Work instruction A:
Please list every place that the Shannon passage says Mr. Shannon and Doug Webb traveled through with their families.
Work instruction B:
From the Shannon passage, write out the words starting at "Mr. Shannon was" and stopping after "Class of 1951.".

Text section:

==================================================

Mr. Shannon was also past board chair of the California Board of Forestry, Land and Ranch Management Coordinator, Tulare County Grand Jury, an active member of the National Rifles Association and of the Porterville Breakfast Lions Club, and though he graduated in 1952, he was always involved with the PHS Class of 1951.
“I’ve known Jack for more than 20 years. He was a gentleman and very well respected by everyone,” Baxley said.
It was a sentiment expressed by many as they learned of his death Tuesday.
“He was one of a kind and the most unforgettable character I have ever met,” said Doug Webb, who Mr. Shannon’s family said was his best friend.
The two men met in the early 1960s when both served in the Porterville Jr. Chamber of Commerce together.
“We became good friends after that,” Webb said and added that the two, with families, traveled through California, Wyoming, Utah, New Mexico, Africa, Australia and Europe.
“We are both hunters, I think that’s one thing we really had in common and we went to Africa to hunt.”
Webb said he visited with Mr. Shannon Friday at the hospital.

==================================================

Provided material:
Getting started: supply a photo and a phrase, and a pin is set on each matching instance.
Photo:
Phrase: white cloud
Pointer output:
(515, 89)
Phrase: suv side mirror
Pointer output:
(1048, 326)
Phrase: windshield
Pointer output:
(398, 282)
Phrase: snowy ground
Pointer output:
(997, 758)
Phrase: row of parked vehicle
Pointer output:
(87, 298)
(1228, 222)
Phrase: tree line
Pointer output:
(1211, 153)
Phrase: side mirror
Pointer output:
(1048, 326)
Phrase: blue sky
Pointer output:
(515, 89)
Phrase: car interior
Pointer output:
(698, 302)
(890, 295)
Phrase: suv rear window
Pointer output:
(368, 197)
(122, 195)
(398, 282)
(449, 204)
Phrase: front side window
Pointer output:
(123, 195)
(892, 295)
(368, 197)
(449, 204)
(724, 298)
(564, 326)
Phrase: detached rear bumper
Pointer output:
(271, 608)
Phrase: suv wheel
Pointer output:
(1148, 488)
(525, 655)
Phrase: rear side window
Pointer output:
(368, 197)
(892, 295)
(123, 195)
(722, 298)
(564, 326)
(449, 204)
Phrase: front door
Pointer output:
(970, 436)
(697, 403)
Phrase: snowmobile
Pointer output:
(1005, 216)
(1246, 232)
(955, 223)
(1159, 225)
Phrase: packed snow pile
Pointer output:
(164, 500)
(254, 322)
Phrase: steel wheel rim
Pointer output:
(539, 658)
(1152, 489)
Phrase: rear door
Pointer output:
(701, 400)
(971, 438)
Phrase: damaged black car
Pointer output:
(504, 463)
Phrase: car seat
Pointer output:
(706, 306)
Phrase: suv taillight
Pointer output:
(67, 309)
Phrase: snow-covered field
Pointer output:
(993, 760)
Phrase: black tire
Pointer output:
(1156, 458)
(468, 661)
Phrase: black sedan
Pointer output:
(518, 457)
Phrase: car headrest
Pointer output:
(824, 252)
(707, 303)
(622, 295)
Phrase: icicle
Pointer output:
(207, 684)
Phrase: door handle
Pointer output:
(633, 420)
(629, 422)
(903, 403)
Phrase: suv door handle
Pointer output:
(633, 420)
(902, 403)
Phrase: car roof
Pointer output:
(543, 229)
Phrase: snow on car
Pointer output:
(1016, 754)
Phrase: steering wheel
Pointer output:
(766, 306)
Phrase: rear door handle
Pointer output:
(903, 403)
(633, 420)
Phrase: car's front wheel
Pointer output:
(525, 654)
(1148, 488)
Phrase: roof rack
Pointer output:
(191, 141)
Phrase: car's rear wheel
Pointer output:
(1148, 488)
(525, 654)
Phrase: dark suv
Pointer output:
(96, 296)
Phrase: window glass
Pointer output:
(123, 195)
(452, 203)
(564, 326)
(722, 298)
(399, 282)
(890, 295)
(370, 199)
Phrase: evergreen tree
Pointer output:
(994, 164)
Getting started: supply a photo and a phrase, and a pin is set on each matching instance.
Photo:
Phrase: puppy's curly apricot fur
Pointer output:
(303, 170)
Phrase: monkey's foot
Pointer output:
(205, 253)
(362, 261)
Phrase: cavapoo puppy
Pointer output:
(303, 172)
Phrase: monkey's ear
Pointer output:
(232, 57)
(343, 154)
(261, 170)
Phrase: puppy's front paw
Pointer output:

==================================================

Answer A:
California, Wyoming, Utah, New Mexico, Africa, Australia, Europe

Answer B:
Mr. Shannon was also past board chair of the California Board of Forestry, Land and Ranch Management Coordinator, Tulare County Grand Jury, an active member of the National Rifles Association and of the Porterville Breakfast Lions Club, and though he graduated in 1952, he was always involved with the PHS Class of 1951.